Однако мне больше нравится другой подход – тот, что рассматривает охваченные огнем школы как некие языковые сообщения. Поступки имеют словесную подоплеку; поэтому криминологам следует взять на себя функции переводчиков поступков на язык слов, дабы разъяснять людям, что же на самом деле произошло. Те пожары были посланиями, и нам важно не только понять смысл этих посланий, но и ответить на них [ Бурдье и др. иллюстрируют этот подход примерами из жизни Франции. В моей собственной стране Хёгорд дает подробное объяснение настенного граффити в качестве языковых посланий, а Ларсен и Гиртсен подобным же образом трактуют смысл совершения серьезных преступлений с применением насилия. Такие исследования делают поступки понятными и дают возможность для завязывания диалога. ].

Ученые – опасные люди

Вы спросите меня: «Так что же, вы не уважаете культуру, ценности и знания, носителями которых выступаем мы, интеллектуалы?» Нет, уважаю. Я сам ученый и люблю свою работу. И я счастлив, когда люди выражают мне свое почтение как к хорошему ремесленнику от науки. Мне кажется это важным. И вместе с тем ученые – опасные люди. В частности, нет гарантий того, что люди нашего сорта лучше всех способны отстаивать фундаментальные ценности. Можно привести бесконечное количество примеров из новейшей истории для иллюстрации того, как много было позволено экспертам в рамках теорий о том, что «нужнее всего» для других людей или для страны, где они живут.

В Ванзейский комитет, «окончательно решивший» еврейский вопрос в январе 1942 года, входило необычайно большое количество ученых. Д-р Норберт Кампе, директор дома, где проходила Ванзейская конференция, сказал следующее:

«Пятнадцать участников конференции принадлежали к элите национал-социалистического режима. Судя по их биографиям, многие из них имели академическое образование и сделали блестящие карьеры. Восемь человек имели степени докторов наук. В большинстве своем они были выходцами из семей “доброго среднего класса”. Некоторые из них были преданными национал-социалистами, остальные вступили в партию по оппортунистическим соображениям. Их средний возраст составлял всего 43 года».

[Поставленная задача 1]
Перепишите из текста об учёных фрагмент от слов «Однако мне больше» до слов «завязывания диалога. ].» включительно.
Текст и записи никак не связаны друг с другом.

[Предоставленные записи]
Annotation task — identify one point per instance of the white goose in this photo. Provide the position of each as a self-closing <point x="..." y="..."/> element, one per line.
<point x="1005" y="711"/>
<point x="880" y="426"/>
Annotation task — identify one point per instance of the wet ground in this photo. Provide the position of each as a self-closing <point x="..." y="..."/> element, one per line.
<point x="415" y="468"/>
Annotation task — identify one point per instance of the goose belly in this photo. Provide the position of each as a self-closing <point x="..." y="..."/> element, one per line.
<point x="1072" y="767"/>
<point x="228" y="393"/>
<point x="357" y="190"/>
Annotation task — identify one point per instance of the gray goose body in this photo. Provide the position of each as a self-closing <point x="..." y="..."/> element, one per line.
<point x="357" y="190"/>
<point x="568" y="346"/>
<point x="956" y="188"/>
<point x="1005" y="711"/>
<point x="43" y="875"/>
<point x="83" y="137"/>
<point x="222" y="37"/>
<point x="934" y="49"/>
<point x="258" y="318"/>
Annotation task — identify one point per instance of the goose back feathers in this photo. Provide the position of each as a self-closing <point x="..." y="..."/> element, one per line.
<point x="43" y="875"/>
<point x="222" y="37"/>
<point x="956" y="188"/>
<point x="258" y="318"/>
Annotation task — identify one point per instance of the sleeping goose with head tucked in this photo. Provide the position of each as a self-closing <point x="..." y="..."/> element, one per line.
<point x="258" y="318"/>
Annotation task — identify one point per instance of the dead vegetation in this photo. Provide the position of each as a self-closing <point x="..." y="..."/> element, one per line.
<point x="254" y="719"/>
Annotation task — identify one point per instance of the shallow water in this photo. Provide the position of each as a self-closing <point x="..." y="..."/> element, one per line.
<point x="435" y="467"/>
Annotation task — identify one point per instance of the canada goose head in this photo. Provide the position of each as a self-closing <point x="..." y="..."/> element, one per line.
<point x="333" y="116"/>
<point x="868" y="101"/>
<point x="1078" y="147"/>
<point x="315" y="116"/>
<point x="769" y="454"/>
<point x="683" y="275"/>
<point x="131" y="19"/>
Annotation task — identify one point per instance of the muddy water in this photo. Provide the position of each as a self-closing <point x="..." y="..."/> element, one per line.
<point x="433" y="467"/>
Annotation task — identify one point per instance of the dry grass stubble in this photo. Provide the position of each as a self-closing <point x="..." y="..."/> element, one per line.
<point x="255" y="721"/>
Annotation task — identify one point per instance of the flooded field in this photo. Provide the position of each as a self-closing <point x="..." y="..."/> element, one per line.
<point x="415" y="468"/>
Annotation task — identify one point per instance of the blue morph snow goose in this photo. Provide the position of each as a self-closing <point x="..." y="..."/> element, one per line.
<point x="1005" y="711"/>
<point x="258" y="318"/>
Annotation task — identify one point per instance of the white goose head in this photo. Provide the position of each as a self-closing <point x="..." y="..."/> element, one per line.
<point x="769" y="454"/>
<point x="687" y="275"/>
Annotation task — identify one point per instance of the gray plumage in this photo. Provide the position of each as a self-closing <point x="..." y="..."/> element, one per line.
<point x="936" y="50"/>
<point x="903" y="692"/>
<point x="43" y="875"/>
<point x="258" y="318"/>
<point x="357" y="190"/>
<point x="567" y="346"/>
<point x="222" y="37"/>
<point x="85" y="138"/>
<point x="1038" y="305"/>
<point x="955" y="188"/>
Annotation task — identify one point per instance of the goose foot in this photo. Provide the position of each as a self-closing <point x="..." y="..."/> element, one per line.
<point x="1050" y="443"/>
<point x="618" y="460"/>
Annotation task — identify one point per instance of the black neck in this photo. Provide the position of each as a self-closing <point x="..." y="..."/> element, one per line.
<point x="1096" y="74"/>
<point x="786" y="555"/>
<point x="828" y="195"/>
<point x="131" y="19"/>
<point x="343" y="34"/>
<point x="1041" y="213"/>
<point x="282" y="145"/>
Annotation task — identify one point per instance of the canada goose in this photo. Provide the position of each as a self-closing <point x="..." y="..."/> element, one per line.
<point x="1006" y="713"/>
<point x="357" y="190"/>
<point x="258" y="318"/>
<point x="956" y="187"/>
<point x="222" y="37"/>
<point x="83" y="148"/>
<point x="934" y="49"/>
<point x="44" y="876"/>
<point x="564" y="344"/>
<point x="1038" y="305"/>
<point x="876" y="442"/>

[Поставленная задача 2]
Отредактируйте записи от строки с «canada goose in» до конца записей включительно, заменив «canada goose» на «Canada goose» и сохранив всё остальное без изменений. Выведите только эти строки.

[Полный ответ 1]
Однако мне больше нравится другой подход – тот, что рассматривает охваченные огнем школы как некие языковые сообщения. Поступки имеют словесную подоплеку; поэтому криминологам следует взять на себя функции переводчиков поступков на язык слов, дабы разъяснять людям, что же на самом деле произошло. Те пожары были посланиями, и нам важно не только понять смысл этих посланий, но и ответить на них [ Бурдье и др. иллюстрируют этот подход примерами из жизни Франции. В моей собственной стране Хёгорд дает подробное объяснение настенного граффити в качестве языковых посланий, а Ларсен и Гиртсен подобным же образом трактуют смысл совершения серьезных преступлений с применением насилия. Такие исследования делают поступки понятными и дают возможность для завязывания диалога. ].

[Полный ответ 2]
Annotation task — identify one point per instance of the Canada goose in this photo. Provide the position of each as a self-closing <point x="..." y="..."/> element, one per line.
<point x="1006" y="713"/>
<point x="357" y="190"/>
<point x="258" y="318"/>
<point x="956" y="187"/>
<point x="222" y="37"/>
<point x="83" y="148"/>
<point x="934" y="49"/>
<point x="44" y="876"/>
<point x="564" y="344"/>
<point x="1038" y="305"/>
<point x="876" y="442"/>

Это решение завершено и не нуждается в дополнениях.